- DATA PROVIDED:
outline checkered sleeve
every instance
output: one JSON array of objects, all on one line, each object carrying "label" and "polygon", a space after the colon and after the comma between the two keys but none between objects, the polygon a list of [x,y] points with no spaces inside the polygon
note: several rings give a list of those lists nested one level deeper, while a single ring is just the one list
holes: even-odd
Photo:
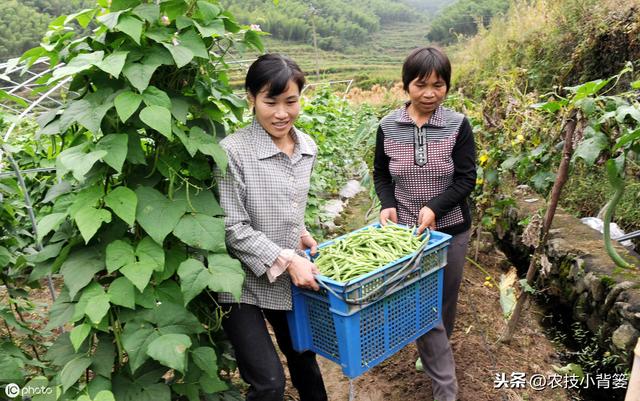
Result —
[{"label": "checkered sleeve", "polygon": [[246,191],[242,166],[229,149],[227,156],[229,163],[226,173],[222,175],[218,171],[220,206],[225,211],[227,249],[259,277],[274,264],[282,248],[251,226],[251,219],[245,208]]},{"label": "checkered sleeve", "polygon": [[390,161],[391,158],[384,152],[384,131],[382,131],[382,126],[379,126],[376,133],[376,149],[373,161],[373,183],[378,199],[380,199],[380,209],[396,207],[393,179],[389,171]]},{"label": "checkered sleeve", "polygon": [[460,126],[451,157],[454,165],[453,182],[426,204],[437,217],[459,205],[476,185],[476,145],[471,124],[466,117]]}]

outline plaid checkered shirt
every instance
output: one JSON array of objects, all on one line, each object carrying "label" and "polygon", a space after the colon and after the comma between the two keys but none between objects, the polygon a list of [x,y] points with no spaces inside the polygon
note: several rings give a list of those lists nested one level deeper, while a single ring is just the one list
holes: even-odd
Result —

- WHAT TO WORK ON: Reproduce the stretch from the line containing "outline plaid checkered shirt" through the end of the material, with "every instance" changed to "all instances" and nothing else altered.

- WRITTEN ANSWER:
outline plaid checkered shirt
all instances
output: one JSON array of objects, all on one line, each object carrying "label" and "polygon", a space after the colon and after the comma between the two keys but none between objects, the polygon a list of [x,y] points with no spaces inside the polygon
note: several rings give a list of those lists nested one level deeper, while a single ring is just the one list
holes: even-odd
Result —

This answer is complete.